• **Supplied records**:
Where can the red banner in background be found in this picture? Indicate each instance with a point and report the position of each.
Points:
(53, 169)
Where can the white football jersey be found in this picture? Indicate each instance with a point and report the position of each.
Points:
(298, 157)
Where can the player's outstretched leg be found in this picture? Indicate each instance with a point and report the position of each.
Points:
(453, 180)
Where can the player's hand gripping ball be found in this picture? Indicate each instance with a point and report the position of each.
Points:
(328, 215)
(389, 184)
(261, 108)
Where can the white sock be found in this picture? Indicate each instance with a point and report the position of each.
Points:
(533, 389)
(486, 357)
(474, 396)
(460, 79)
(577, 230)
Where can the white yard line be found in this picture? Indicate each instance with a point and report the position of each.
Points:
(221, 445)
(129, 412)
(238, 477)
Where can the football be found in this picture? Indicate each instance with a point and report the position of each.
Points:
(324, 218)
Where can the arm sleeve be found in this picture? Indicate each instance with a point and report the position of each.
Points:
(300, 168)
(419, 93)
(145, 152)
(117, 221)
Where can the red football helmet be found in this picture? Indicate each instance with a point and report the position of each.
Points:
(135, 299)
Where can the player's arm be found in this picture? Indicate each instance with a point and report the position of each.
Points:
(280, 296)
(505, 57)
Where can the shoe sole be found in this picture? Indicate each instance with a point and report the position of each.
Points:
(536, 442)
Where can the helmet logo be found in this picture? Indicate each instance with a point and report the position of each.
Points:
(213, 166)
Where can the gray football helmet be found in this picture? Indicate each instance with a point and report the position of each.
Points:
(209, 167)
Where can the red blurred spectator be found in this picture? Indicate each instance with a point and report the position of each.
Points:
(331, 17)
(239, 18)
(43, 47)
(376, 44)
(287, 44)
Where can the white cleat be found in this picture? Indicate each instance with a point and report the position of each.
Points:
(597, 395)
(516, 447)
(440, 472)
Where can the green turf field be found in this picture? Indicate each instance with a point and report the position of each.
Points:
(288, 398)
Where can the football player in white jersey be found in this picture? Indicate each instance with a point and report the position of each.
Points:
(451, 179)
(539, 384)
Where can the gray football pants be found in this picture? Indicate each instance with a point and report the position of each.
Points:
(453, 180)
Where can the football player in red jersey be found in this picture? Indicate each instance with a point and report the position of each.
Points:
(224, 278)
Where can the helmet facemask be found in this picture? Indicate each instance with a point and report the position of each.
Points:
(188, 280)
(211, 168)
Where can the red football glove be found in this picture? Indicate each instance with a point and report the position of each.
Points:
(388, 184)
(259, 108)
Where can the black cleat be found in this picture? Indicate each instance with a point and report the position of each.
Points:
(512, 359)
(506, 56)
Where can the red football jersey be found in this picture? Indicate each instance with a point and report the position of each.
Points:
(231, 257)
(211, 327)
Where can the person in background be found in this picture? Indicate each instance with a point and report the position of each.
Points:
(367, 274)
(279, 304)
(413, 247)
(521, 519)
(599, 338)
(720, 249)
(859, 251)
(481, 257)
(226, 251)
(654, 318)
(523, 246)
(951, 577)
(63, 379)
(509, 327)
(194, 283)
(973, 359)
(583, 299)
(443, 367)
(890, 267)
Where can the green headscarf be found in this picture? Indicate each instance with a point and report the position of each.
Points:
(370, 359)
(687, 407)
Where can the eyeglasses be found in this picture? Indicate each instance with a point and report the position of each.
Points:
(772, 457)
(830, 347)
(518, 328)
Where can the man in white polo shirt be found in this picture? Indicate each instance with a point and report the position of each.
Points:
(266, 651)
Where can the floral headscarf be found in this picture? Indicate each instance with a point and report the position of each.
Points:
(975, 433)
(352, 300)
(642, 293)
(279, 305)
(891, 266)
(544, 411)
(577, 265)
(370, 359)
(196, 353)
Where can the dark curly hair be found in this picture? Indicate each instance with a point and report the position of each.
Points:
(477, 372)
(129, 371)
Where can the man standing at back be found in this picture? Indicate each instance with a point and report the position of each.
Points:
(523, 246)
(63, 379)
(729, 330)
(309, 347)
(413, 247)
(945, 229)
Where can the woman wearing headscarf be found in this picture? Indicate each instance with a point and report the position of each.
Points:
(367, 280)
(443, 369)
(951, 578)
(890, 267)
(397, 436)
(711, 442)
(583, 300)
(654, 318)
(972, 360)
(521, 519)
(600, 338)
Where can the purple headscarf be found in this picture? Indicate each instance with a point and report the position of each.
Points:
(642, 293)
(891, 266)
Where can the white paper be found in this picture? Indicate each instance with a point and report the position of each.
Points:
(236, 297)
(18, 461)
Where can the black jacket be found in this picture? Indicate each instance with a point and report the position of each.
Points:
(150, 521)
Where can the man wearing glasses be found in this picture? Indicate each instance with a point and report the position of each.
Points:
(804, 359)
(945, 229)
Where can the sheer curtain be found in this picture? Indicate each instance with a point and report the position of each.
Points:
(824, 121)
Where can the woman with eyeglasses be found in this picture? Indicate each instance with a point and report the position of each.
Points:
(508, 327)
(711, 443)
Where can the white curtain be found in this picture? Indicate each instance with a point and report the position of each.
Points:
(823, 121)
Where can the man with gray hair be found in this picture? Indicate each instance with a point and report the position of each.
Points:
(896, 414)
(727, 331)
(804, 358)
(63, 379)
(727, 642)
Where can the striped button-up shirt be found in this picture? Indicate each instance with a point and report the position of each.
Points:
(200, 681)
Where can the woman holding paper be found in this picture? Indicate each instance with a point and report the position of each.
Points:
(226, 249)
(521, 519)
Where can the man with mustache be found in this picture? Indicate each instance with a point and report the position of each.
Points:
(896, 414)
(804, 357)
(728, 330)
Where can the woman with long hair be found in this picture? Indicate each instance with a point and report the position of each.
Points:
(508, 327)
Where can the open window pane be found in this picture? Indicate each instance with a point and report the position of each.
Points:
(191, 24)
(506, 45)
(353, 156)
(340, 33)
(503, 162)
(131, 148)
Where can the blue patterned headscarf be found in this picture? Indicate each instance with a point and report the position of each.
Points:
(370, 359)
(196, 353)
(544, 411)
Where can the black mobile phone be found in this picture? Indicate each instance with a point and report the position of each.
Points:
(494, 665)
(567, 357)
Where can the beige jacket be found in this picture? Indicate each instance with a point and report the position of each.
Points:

• **Task**: Return exactly, and only, the line containing "Where can the woman holding" and every line after it through the end of the material.

• **Task result**:
Where can the woman holding paper be found in this picture? Indicate each instance with a point and report the position of each.
Points:
(226, 249)
(521, 519)
Where can the man with mustache be found in this picture? Indicate each instance with a point and report the position of each.
Points:
(896, 414)
(804, 357)
(728, 330)
Where can the woman with long hair be found in this picture? Indicate each instance with a point and report the position of each.
Points:
(508, 327)
Where can the open window pane be found in this picture? Indicate each instance with a point and report the position of each.
Points:
(191, 24)
(506, 45)
(353, 156)
(340, 33)
(503, 162)
(131, 148)
Where can the blue patterned headscarf be found in this picture? Indicate each instance with a point and report the position of each.
Points:
(370, 359)
(196, 353)
(544, 411)
Where can the black mobile phone be found in this picture? Indicate each instance with a point and report the position of each.
Points:
(494, 665)
(567, 357)
Where can the beige jacket be found in this picture? Indicate each instance with a point and report the position of each.
Points:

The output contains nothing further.